--- start ---

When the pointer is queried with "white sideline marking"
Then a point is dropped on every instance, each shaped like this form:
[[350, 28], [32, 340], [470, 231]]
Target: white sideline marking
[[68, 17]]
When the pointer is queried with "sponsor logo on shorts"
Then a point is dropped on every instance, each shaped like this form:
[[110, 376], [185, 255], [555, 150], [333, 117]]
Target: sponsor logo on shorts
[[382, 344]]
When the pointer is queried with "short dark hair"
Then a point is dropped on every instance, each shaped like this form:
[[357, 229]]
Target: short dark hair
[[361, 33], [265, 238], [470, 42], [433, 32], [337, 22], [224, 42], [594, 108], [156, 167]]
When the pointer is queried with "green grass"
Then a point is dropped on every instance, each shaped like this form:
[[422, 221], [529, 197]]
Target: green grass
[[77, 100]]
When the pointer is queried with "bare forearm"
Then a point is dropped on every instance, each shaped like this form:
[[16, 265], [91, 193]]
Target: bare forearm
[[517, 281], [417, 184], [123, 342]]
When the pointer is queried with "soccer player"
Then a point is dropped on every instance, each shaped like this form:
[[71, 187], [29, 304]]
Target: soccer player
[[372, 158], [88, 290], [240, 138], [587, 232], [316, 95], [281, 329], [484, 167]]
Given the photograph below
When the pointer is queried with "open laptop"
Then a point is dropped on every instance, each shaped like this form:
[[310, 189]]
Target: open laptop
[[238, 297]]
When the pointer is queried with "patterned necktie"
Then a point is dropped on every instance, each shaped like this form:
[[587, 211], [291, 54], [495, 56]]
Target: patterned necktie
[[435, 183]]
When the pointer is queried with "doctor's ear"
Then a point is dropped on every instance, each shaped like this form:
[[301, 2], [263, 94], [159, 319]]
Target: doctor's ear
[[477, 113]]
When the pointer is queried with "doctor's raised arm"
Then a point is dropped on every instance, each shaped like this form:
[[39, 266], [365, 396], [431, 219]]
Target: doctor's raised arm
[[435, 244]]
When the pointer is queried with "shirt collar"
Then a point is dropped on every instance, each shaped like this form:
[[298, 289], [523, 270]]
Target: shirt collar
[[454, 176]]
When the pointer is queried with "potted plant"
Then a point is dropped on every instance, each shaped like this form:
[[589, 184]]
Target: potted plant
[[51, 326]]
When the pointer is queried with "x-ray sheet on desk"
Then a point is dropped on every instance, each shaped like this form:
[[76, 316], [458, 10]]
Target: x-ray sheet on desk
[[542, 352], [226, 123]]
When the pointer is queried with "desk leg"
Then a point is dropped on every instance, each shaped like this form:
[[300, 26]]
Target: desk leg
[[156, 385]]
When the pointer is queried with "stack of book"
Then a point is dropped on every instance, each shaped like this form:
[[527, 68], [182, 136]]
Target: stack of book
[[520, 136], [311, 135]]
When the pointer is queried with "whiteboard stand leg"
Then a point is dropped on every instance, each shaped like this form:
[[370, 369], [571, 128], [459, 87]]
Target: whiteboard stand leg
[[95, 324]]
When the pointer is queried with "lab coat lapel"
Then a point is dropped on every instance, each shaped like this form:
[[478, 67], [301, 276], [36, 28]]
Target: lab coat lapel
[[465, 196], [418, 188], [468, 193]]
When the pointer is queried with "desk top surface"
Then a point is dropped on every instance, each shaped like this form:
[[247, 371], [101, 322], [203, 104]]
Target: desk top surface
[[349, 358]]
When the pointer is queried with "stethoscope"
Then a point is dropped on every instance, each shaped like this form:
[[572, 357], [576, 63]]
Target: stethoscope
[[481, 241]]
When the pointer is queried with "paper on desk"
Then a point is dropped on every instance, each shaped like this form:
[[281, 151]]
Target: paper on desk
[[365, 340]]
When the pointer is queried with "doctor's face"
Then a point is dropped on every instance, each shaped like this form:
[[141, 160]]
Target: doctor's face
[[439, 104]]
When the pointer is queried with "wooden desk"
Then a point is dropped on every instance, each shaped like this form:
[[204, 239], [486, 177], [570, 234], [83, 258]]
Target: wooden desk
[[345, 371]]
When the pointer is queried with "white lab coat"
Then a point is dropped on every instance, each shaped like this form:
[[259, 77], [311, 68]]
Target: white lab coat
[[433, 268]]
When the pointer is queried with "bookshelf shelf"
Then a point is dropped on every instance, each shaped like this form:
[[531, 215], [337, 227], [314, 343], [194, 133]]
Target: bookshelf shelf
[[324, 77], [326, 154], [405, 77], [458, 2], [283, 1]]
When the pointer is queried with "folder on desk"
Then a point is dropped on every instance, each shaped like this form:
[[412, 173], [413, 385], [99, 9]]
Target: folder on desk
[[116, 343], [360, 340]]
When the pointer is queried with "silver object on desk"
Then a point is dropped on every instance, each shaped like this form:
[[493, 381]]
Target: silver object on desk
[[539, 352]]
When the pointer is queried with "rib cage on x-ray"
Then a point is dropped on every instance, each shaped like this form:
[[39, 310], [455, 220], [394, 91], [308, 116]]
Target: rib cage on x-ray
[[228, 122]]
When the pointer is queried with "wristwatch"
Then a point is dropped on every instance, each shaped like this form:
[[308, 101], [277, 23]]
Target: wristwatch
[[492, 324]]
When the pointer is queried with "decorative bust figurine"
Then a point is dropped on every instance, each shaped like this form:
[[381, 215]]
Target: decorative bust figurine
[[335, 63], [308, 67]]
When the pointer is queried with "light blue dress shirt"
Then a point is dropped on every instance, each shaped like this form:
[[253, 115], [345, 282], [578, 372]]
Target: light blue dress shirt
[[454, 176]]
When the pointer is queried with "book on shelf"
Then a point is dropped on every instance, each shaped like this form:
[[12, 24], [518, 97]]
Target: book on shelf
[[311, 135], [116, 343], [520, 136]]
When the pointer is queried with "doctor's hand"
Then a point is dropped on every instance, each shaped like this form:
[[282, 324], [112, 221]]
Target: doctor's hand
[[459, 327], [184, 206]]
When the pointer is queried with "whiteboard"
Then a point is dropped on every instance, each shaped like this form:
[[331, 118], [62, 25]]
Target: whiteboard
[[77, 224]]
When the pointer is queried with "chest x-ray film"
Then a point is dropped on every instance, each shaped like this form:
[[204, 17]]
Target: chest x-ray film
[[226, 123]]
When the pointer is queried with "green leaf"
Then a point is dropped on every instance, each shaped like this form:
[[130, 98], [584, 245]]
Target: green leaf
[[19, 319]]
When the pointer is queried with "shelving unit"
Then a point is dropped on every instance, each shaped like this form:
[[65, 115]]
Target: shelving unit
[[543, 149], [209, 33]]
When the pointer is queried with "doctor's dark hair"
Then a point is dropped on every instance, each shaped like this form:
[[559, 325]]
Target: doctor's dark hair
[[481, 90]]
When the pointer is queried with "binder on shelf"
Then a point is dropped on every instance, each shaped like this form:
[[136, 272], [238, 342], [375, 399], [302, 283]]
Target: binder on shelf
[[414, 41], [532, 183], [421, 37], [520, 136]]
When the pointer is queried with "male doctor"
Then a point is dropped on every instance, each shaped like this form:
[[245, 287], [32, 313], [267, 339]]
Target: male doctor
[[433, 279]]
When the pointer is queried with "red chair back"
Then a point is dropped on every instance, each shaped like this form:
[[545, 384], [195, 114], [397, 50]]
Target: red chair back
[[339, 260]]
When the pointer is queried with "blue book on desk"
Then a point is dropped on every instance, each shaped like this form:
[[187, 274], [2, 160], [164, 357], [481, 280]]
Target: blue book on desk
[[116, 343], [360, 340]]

--- end ---

- _Brief_:
Please repeat all of the entries above word for word, changing nothing.

- _Task solution_:
When the pointer is queried with "white sideline marking"
Then a point is dropped on every instance, each shaped like this form:
[[350, 28], [32, 340], [470, 231]]
Target: white sideline marking
[[68, 17]]
When the pointer is queried with "sponsor logo on shorts"
Then a point is dropped on every instance, each shaped like this form:
[[110, 376], [185, 255], [555, 150], [333, 117]]
Target: sponsor logo on shorts
[[382, 344]]
When the pointer is queried with "short dark hair"
Then a point is dropped on every instance, each shaped like this form:
[[357, 229]]
Target: short dark hair
[[361, 33], [265, 238], [470, 42], [433, 32], [337, 22], [224, 42], [594, 108], [156, 167]]
When the pointer is queried with "green grass"
Then a point is dropped on every instance, each shaped like this form:
[[422, 221], [529, 197]]
Target: green grass
[[77, 100]]
When the pointer is queried with "bare forearm"
Then a point is dropped on every instance, each shaped like this form:
[[16, 265], [91, 193]]
Target: bare forearm
[[517, 281], [417, 184], [123, 342]]
When the pointer is queried with "soccer player"
Then a point is dropped on every instance, each shaped like this form:
[[71, 187], [29, 304]]
Target: soccer player
[[372, 158], [88, 290], [240, 138], [587, 232], [316, 95], [281, 329], [484, 167]]
Given the photograph below
When the pointer is queried with "open laptop"
Then a point is dropped on every instance, each shaped like this form:
[[310, 189]]
Target: open laptop
[[238, 297]]
When the pointer is queried with "patterned necktie"
Then a point is dropped on every instance, each shaped like this form:
[[587, 211], [291, 54], [495, 56]]
Target: patterned necktie
[[435, 183]]
When the pointer is queried with "doctor's ear"
Then a point is dropped on every instance, each shaped like this form:
[[301, 2], [263, 94], [159, 319]]
Target: doctor's ear
[[477, 113]]
When the pointer is queried with "doctor's raised arm"
Then a point is dropped on every instance, each shaped like this form:
[[39, 266], [365, 396], [431, 219]]
Target: doctor's raised arm
[[435, 244]]
When the pointer is queried with "shirt collar"
Then a point is dropped on every instance, each shaped like this form:
[[298, 289], [523, 270]]
Target: shirt collar
[[454, 176]]
When the pointer is queried with "potted plant"
Then a point is dropped on every instance, each shaped like this form:
[[589, 184]]
Target: potted plant
[[51, 326]]
When the pointer is queried with "x-ray sheet on desk"
Then a point is dropped on every instance, each shaped like this form:
[[76, 316], [458, 10]]
Target: x-ray sheet on desk
[[542, 352], [226, 123]]
When the pointer is queried with "desk leg"
Then a point is dropped on every instance, each shaped like this form:
[[300, 26]]
Target: desk leg
[[156, 385]]
When the pointer is queried with "stack of book"
Then a point is dropped on every instance, each shaped like this form:
[[527, 68], [182, 136]]
Target: stack of book
[[520, 136], [311, 135]]
When the pointer is queried with "whiteboard stand leg"
Then a point is dropped on every instance, each shaped like this form:
[[370, 369], [571, 128], [459, 87]]
Target: whiteboard stand leg
[[95, 324]]
When the pointer is queried with "lab coat lapel"
Then a point is dropped on every instance, each shaped like this form:
[[478, 67], [301, 276], [36, 28]]
Target: lab coat lapel
[[465, 196], [418, 188], [468, 193]]
When the pointer is queried with "desk top surface"
Then a point is dropped on every instance, each shaped like this form:
[[247, 371], [101, 322], [203, 104]]
Target: desk top surface
[[349, 358]]
When the pointer is queried with "stethoscope"
Then a point is dropped on every instance, each shaped like this form:
[[572, 357], [576, 63]]
Target: stethoscope
[[481, 241]]
When the pointer is queried with "paper on desk"
Then a point is dropped on every instance, each shaped like this form:
[[281, 151]]
Target: paper on desk
[[365, 340]]
When the pointer is queried with "doctor's face"
Then a point is dropped on every instance, each shaped like this form:
[[141, 160]]
Target: doctor's face
[[439, 104]]
When the pointer is queried with "wooden desk"
Then a point is dropped on every instance, each shaped like this form:
[[204, 239], [486, 177], [570, 234], [83, 258]]
Target: wooden desk
[[345, 371]]
When the pointer is queried with "white lab coat"
Then a point is dropped on every instance, each shaped like this form:
[[259, 77], [311, 68]]
Target: white lab coat
[[433, 268]]
When the pointer is queried with "bookshelf shelf"
Then a point is dropped on every instance, each shaped like this form:
[[531, 215], [337, 227], [314, 343], [194, 133]]
Target: bookshelf shelf
[[324, 77], [326, 154], [405, 77], [458, 2], [283, 1]]
When the pointer is queried with "folder on desk"
Then a point is dropped on every instance, each shaped like this form:
[[412, 173], [413, 385], [99, 9]]
Target: folder on desk
[[116, 343], [360, 340]]
When the pointer is queried with "silver object on desk"
Then a point is dropped on every instance, each shaped like this form:
[[493, 381]]
Target: silver object on desk
[[539, 352]]
When the pointer is queried with "rib cage on x-ray"
Then a point is dropped on every instance, each shaped like this form:
[[39, 310], [455, 220], [394, 91], [308, 116]]
Target: rib cage on x-ray
[[228, 122]]
When the pointer is queried with "wristwatch"
Then a point is dropped on every instance, each shaped like this form:
[[308, 101], [277, 23]]
Target: wristwatch
[[492, 324]]
When the pointer is queried with "decorative bust figurine"
Then a point is dropped on every instance, each shaped like this form:
[[381, 215]]
Target: decorative bust figurine
[[335, 63], [308, 67]]
When the pointer is queried with "light blue dress shirt"
Then a point is dropped on every instance, each shaped like this form:
[[253, 115], [345, 282], [578, 372]]
Target: light blue dress shirt
[[454, 176]]
When the pointer is queried with "book on shelf"
Then a point is dropped on every instance, each shaped like this form:
[[12, 24], [518, 97]]
Target: book on shelf
[[311, 135], [116, 343], [520, 136]]
When the pointer is queried with "doctor's hand"
Then a point is dropped on every instance, each shaped like this form:
[[282, 324], [112, 221]]
Target: doctor's hand
[[459, 327], [184, 206]]
When the pointer is queried with "whiteboard"
Then a point is dropped on every instance, each shaped like this form:
[[331, 118], [62, 25]]
Target: whiteboard
[[77, 224]]
When the pointer is queried with "chest x-ray film"
Then a point is dropped on every instance, each shaped like this form:
[[204, 17]]
Target: chest x-ray film
[[226, 123]]
When the pointer is queried with "green leaf"
Then a point is dropped on every instance, each shaped like this form:
[[130, 98], [584, 245]]
Target: green leaf
[[19, 319]]
When the pointer is queried with "shelving unit"
Then a point is dropped on every instance, each shaped like this form:
[[65, 115]]
Target: shelving unit
[[543, 149], [209, 33]]
When the pointer is queried with "doctor's dark hair"
Then a point is dropped on every instance, each shaped like this form:
[[559, 325]]
Target: doctor's dark hair
[[481, 90]]
When the pointer is queried with "binder on shelf"
Then a point is dropped on every instance, each shaped like this form:
[[136, 272], [238, 342], [375, 399], [302, 283]]
Target: binder on shelf
[[414, 41], [532, 183], [421, 37], [520, 136]]
When the pointer is queried with "male doctor"
Then a point is dropped on every instance, each shaped like this form:
[[245, 287], [32, 313], [267, 339]]
Target: male doctor
[[433, 279]]
When the pointer is queried with "red chair back"
Then a point is dropped on every instance, each shaped like this form:
[[545, 384], [195, 114], [397, 50]]
Target: red chair back
[[339, 260]]
When the pointer is queried with "blue book on desk"
Then a point is dropped on every instance, each shaped like this form:
[[187, 274], [2, 160], [164, 357], [481, 280]]
Target: blue book on desk
[[116, 343], [360, 340]]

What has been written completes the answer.